**What needs to be done:** Copy the passage of the hugepages patch thread below from "This covers situations" up to and including "host node 0.", with no changes.

**Provided text:**
+ + + +
[pve-devel] [PATCH qemu-server] memory: hugepages: map numa node IDs to host and guest correctly

Alexandre DERUMIER aderumier at odiso.com
Fri Aug 19 16:26:25 CEST 2016


Hi Wolfgang,

I have tested your patch, and It's working fine for me !

I think we can apply the 3 patches to master.

Thanks.

Alexandre
----- Mail original -----
De: "aderumier" <aderumier at odiso.com>
À: "Wolfgang Bumiller" <w.bumiller at proxmox.com>
Cc: "pve-devel" <pve-devel at pve.proxmox.com>
Envoyé: Mardi 16 Août 2016 08:01:45
Objet: Re: [pve-devel] [PATCH qemu-server] memory: hugepages: map numa node IDs to host and guest correctly

Hi Wolfgang, sorry to be late, I was offline last week (some more holidays) 

I'll try to test it this week. 


----- Mail original ----- 
De: "Wolfgang Bumiller" <w.bumiller at proxmox.com> 
À: "pve-devel" <pve-devel at pve.proxmox.com> 
Cc: "aderumier" <aderumier at odiso.com> 
Envoyé: Vendredi 29 Juillet 2016 13:40:54 
Objet: [PATCH qemu-server] memory: hugepages: map numa node IDs to host and guest correctly 

foreach_dimm() provides a guest numa node index, when used 
in conjunction with the guest-to-host numa node topology 
mapping one has to make sure that the correct host-side 
indices are used. 

This covers situations where the user defines a numaX with 
hostnodes=Y with Y != X. 

For instance: 
cores: 2 
hotplug: disk,network,cpu,memory 
hugepages: 2 
memory: 2048 
numa: 1 
numa1: memory=512,hostnodes=0,cpus=0-1,policy=bind 
numa2: memory=512,hostnodes=0,cpus=2-3,policy=bind 

Both numa IDs 1 and 2 passed by foreach_dimm() have to be 
mapped to host node 0.
+ + + +
**Provided material:**
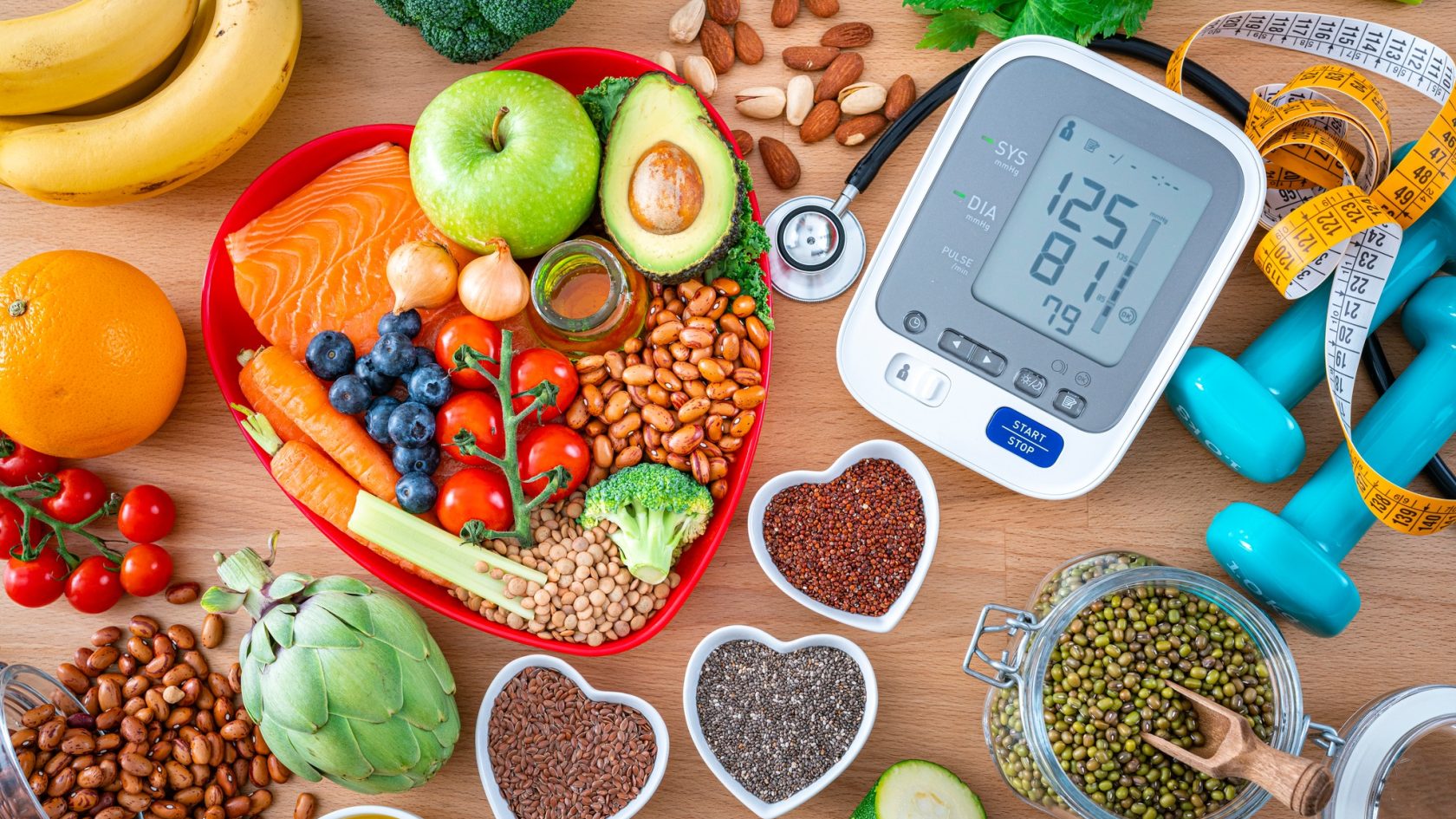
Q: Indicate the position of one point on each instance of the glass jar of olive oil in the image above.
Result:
+ + + +
**Result of this exercise:**
This covers situations where the user defines a numaX with 
hostnodes=Y with Y != X. 

For instance: 
cores: 2 
hotplug: disk,network,cpu,memory 
hugepages: 2 
memory: 2048 
numa: 1 
numa1: memory=512,hostnodes=0,cpus=0-1,policy=bind 
numa2: memory=512,hostnodes=0,cpus=2-3,policy=bind 

Both numa IDs 1 and 2 passed by foreach_dimm() have to be 
mapped to host node 0.